> PASSAGE:

Begin

The tournament hype before the 2014 GEICO Bassmaster Classic predicted loads of big bass and plenty of heavy limits. It was a lot to live up to.
Despite the coldest winter in decades and frigid water temperatures, Guntersville put on a show.
When the battle for Classic glory was over, the top nine finishers averaged over 20 pounds a day. Adam Wagner in 10th place missed that mark by less than a pound.
Atop the heap was Alabamian Randy Howell who sacked the heaviest limit of his 21-year professional career on the final day of the Guntersville Classic, 29 pounds, 2 ounces. Howell was fortunate to have his biggest catch on bass fishing’s grandest stage, but it was hardly luck.
Howell’s experience was the reason he made the right adjustments at the right time. After the practice days preceding the Classic, Howell’s best spot was a submerged milfoil patch in 3 to 4 feet of water on a flat in a creek.
The grass only covered a 50-yard square of the bottom, but it held some heavyweights. Howell started there on the first morning of the tournament. He caught a 6-pounder and another that went 4 pounds on a bladed jig.
Then the bite died. Rainfall the night before had pushed muddy water over the grassbed. Howell changed gears and began cranking a Rapala DT-6 in the bright red Demon color tight to riprap banks. A slow retrieve enticed the bites he needed from the sluggish, cold-water bass.
Guntersville’s riprap is known for producing big catches, but it hadn’t been kind to Howell on practice days.
“I could see all kinds of shad and bass hanging 8 to 12 feet deep along the riprap with my Lowrance SideScan,” Howell said.
He tried to catch them with crankbaits and other lures in that depth range, but the bass refused his offerings. Thankfully for Howell, the warming water pulled the bass up in Mill Creek the first day where he picked them off with the DT-6.
Late the second day, Howell snatched a 5-pound bass from the riprap in Spring Creek. That bass prompted Howell to start in Spring Creek the next day, which resulted in his amazing finish.
After catching a good limit on the DT-6, Howell noticed bass on his graph that were hanging just off the rocks 8 feet deep. That’s when he did the unthinkable, which was switching to a prototype Livingston crankbait that he had never fished before. The lure’s running depth, hard wobble and electronic shad sound proved to be just what the bass wanted.
“I was paralleling the riprap and hitting rocks 7 to 10 feet deep,” Howell said.
Howell believes that the lure’s wide, hard wobbling action coupled with the electronic baitfish sound it emits played into his success. By the end of the day he was throwing back 4-pound bass without giving them a second thought.

End

> JOBS:
**1.** From the Bassmaster Classic article, copy the text from "Then the bite" up to and including "sluggish, cold-water bass.".
**2.** According to the Bassmaster Classic article, why did Howell leave his milfoil patch on the first morning and start cranking riprap banks? Answer in one to three sentences.

> RAW DATA:
Begin

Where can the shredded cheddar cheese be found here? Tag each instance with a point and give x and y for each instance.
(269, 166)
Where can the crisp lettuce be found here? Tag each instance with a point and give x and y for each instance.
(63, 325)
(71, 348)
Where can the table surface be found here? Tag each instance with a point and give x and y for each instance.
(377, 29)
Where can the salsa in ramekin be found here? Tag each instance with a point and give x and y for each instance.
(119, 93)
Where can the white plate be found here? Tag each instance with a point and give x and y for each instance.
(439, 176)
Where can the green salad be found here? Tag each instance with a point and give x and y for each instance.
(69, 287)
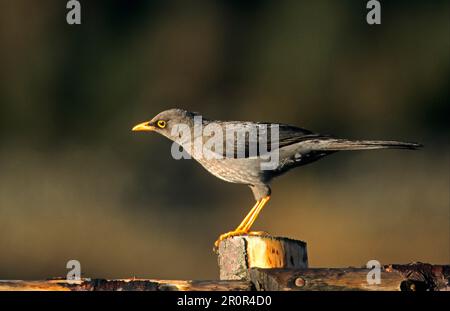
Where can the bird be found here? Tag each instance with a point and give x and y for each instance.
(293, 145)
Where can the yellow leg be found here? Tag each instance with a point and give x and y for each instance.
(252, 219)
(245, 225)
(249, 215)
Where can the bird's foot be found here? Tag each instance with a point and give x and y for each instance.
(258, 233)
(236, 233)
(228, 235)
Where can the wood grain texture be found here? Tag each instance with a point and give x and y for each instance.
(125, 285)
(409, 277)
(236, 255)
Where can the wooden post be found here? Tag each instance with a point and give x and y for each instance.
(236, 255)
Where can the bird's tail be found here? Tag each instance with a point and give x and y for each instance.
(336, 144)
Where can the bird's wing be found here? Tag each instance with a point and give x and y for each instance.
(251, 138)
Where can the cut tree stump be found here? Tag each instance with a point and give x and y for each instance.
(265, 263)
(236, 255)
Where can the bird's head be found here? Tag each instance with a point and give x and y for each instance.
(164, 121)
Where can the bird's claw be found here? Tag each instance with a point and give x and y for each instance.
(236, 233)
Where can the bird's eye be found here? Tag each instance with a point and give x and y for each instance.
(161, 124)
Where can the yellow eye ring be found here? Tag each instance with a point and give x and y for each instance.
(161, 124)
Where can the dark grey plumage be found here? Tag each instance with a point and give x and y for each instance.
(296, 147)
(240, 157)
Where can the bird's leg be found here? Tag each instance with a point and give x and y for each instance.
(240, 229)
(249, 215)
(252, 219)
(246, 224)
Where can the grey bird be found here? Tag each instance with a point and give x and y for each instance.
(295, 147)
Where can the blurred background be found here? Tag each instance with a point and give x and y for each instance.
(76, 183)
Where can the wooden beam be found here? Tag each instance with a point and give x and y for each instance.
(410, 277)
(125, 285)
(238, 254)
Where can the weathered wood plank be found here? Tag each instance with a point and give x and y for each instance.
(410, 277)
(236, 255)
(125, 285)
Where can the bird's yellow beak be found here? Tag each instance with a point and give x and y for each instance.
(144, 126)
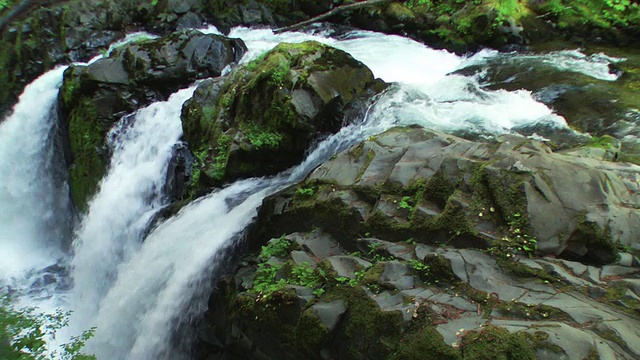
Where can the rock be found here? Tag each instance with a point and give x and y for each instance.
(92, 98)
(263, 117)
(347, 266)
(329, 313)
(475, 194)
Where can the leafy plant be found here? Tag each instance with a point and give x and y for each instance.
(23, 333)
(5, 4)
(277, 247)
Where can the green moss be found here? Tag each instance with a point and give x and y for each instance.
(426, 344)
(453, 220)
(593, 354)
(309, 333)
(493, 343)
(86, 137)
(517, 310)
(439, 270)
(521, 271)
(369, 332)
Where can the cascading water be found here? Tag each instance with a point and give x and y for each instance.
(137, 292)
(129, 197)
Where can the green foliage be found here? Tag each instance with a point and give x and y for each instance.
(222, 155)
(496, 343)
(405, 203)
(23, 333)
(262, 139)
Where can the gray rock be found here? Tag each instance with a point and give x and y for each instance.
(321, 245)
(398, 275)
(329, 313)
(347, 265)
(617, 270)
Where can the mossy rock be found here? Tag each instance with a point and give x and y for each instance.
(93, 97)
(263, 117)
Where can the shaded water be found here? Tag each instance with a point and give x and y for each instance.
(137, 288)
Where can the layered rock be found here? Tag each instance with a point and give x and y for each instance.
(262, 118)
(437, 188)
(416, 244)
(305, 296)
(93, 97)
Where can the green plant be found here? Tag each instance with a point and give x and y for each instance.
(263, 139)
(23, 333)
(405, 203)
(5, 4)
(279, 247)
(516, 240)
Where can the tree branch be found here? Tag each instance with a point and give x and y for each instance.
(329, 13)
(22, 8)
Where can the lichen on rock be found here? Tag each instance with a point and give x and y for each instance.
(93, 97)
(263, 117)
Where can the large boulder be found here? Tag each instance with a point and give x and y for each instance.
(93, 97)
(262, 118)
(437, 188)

End
Begin

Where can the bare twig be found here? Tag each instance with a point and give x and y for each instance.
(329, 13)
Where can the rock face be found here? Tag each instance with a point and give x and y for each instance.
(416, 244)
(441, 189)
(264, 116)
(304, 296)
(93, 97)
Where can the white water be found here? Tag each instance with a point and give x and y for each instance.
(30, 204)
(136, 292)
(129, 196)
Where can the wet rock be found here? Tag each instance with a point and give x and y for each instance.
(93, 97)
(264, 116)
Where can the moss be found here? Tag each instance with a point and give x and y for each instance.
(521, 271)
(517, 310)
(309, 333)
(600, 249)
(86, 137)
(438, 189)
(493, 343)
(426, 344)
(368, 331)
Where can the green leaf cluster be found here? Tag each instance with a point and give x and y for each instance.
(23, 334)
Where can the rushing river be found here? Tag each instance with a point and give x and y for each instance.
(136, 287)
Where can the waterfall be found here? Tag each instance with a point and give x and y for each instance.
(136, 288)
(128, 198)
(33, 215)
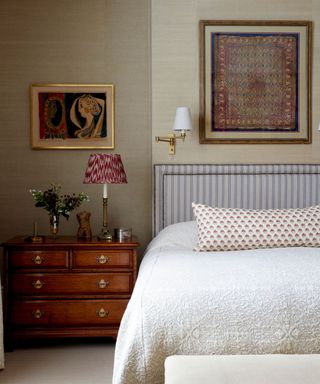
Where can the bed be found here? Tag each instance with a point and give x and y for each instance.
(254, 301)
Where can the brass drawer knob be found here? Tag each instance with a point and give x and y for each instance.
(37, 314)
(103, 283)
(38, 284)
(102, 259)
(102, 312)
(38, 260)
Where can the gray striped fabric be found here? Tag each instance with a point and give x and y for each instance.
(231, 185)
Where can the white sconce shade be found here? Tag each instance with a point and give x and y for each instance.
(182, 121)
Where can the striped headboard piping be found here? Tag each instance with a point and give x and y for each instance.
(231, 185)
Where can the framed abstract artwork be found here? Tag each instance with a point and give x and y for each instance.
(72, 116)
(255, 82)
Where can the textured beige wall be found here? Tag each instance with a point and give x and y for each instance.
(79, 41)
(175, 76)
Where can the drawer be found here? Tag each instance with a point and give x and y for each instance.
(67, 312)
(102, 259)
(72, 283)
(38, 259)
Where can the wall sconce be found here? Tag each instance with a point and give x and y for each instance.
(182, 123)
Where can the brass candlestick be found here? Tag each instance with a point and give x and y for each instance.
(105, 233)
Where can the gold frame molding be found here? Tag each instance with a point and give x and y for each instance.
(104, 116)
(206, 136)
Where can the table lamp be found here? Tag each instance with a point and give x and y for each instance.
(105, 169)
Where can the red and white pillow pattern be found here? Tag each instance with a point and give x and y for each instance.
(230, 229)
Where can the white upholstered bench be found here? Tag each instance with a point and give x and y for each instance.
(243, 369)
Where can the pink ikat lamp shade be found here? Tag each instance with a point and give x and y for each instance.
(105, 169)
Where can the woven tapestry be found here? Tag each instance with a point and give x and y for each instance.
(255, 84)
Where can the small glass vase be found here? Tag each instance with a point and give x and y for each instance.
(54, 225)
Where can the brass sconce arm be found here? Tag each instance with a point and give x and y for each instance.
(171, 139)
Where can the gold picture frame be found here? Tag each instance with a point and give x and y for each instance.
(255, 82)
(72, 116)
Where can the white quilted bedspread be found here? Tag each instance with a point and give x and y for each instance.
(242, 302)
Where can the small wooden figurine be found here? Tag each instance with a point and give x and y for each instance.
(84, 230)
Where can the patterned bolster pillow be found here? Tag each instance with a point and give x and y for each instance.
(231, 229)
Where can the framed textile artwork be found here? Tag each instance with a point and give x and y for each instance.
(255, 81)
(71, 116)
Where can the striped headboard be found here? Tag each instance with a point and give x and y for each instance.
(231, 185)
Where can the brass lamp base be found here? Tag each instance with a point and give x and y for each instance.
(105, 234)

End

> IN RESPONSE:
**1.**
Then the bite died. Rainfall the night before had pushed muddy water over the grassbed. Howell changed gears and began cranking a Rapala DT-6 in the bright red Demon color tight to riprap banks. A slow retrieve enticed the bites he needed from the sluggish, cold-water bass.

**2.** After Howell caught two good bass at the milfoil patch, the bite died because rainfall the night before had pushed muddy water over the grassbed. He then switched to a Rapala DT-6 crankbait, fishing it tight to riprap banks.